== Dataset records
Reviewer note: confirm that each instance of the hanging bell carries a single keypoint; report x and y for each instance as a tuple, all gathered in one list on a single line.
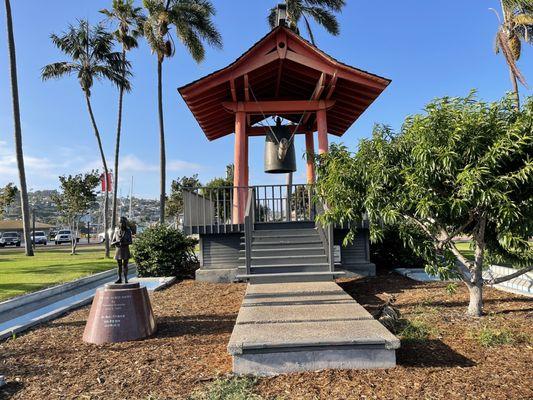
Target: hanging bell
[(280, 157)]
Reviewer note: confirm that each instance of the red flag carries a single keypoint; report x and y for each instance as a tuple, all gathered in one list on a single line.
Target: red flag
[(107, 184)]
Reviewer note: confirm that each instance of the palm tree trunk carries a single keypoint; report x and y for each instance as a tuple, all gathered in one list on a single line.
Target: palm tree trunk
[(117, 146), (162, 155), (515, 89), (106, 172), (18, 132)]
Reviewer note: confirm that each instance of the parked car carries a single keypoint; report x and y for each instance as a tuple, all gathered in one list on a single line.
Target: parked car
[(10, 239), (39, 238), (64, 236), (101, 236)]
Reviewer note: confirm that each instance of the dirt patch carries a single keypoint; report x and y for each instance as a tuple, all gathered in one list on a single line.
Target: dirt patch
[(195, 323)]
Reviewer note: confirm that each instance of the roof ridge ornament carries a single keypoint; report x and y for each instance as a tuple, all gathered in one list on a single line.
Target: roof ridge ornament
[(281, 14)]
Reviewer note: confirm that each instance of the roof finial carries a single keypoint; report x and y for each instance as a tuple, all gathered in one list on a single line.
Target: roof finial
[(281, 15)]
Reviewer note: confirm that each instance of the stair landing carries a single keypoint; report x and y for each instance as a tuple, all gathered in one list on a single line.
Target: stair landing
[(306, 326)]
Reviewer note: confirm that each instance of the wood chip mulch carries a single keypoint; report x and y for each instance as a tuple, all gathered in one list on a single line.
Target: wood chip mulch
[(195, 322)]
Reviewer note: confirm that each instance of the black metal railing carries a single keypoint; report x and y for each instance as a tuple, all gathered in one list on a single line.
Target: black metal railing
[(249, 218), (326, 232), (217, 210)]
====
**Work to do**: Repeat only the lines from the one holding "Reviewer note: confirm that each instance of the wood" through the last line of the data.

**Correct response**:
Reviewer note: confirm that each instance of the wood chip mulch carries a single keypoint; report x and y for each instance as a tuple, all gathered in one list on a single line.
Target: wood chip mulch
[(195, 322)]
Reviewer note: confirm that each instance of the black metal railing carries a single keypoint; report x and y for each instance as a tuple, all gathered in one list on a single line.
Target: black metal railing
[(249, 218), (326, 232), (217, 210)]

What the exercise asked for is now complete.